WHAT IS NEEDED: Output as a numbered list only the part of the records that opens with the line containing "Would you kindly put a point on the small twig" and closes with the line containing "point(137, 91)", and omit any blank lines.

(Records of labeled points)
———
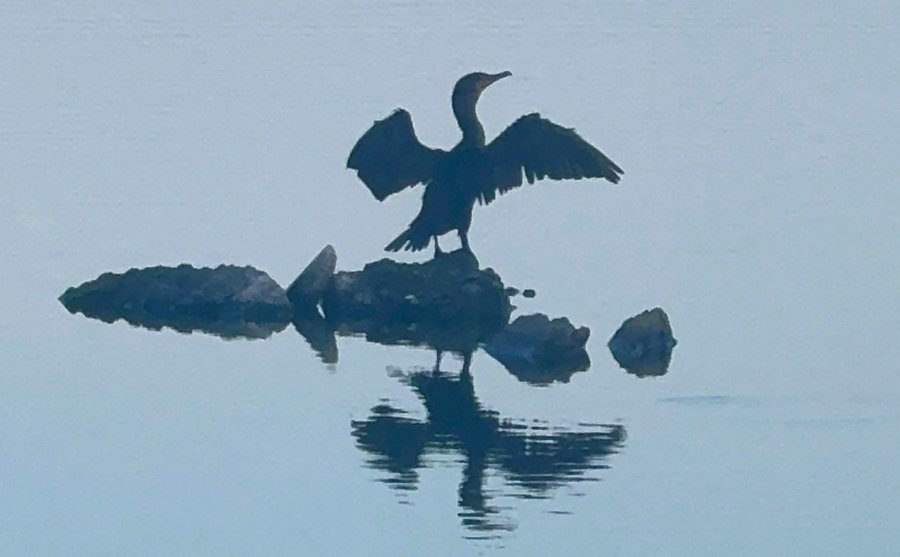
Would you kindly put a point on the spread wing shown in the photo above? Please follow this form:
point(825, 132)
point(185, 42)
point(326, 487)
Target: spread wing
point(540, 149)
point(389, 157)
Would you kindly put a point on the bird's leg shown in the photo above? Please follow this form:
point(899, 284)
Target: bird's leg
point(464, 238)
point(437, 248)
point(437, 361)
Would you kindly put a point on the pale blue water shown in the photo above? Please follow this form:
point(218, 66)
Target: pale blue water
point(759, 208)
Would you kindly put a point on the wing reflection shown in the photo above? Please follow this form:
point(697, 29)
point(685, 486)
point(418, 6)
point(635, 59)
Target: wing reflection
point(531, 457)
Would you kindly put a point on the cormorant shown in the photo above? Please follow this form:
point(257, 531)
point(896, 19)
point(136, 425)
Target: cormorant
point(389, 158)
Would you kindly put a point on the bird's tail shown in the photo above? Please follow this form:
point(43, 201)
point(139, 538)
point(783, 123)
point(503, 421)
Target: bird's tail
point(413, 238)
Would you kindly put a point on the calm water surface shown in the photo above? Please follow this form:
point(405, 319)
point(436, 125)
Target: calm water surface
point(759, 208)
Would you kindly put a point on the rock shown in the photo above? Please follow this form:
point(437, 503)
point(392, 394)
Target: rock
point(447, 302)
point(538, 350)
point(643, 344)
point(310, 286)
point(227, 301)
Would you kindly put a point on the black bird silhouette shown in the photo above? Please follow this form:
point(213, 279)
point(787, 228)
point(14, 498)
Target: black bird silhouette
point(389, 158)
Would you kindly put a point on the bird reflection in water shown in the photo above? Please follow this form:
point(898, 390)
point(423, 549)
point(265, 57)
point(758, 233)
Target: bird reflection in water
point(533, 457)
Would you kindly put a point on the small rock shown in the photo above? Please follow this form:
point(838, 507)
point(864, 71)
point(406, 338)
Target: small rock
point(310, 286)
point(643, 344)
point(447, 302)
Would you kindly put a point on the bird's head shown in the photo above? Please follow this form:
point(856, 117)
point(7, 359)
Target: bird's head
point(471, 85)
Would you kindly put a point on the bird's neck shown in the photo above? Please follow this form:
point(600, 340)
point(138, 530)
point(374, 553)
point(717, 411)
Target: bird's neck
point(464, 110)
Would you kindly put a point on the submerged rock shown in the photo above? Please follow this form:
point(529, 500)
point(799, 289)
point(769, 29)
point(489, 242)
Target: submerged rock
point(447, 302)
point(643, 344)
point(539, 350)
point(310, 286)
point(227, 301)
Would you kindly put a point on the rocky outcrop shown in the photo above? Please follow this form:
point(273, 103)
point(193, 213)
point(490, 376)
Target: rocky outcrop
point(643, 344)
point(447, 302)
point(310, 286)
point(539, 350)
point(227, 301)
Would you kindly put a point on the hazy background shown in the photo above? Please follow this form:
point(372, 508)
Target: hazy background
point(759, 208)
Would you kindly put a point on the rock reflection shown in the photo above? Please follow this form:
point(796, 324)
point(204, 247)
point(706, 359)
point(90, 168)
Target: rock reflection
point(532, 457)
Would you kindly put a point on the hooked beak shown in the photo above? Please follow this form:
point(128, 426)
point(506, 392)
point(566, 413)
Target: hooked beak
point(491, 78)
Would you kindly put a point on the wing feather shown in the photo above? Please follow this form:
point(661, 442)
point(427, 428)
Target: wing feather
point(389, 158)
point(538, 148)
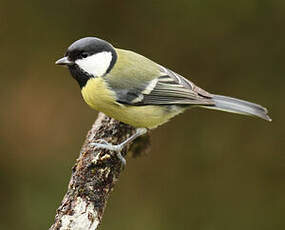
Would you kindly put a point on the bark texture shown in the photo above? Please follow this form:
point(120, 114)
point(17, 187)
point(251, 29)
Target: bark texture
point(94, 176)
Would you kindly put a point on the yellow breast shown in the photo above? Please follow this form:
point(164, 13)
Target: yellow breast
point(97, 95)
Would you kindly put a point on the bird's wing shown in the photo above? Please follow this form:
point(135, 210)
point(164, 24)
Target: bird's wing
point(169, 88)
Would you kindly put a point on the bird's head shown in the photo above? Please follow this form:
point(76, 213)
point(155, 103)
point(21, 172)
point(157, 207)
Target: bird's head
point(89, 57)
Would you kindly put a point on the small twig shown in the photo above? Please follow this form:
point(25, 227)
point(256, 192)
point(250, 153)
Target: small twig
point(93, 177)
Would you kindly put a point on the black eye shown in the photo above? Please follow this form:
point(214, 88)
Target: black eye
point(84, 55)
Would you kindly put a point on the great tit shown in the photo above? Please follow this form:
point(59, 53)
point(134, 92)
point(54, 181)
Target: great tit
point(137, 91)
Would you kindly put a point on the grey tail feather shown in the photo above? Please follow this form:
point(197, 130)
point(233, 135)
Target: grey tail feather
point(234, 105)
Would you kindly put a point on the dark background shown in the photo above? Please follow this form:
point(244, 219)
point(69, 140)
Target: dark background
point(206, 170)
———
RESULT BELOW:
1. Would you kindly put a point on the small twig shown in the photo above? Please follow this form:
2. point(25, 227)
3. point(256, 192)
4. point(250, 153)
5. Target: small twig
6. point(93, 177)
7. Would you kindly put a point on the black eye shown in the photo above? Please follow this form:
8. point(214, 88)
9. Target: black eye
10. point(84, 55)
11. Would you kindly put a point on the great tit shown in the photo above? Please follow this form:
12. point(59, 53)
13. point(134, 92)
14. point(54, 181)
15. Target: great tit
16. point(137, 91)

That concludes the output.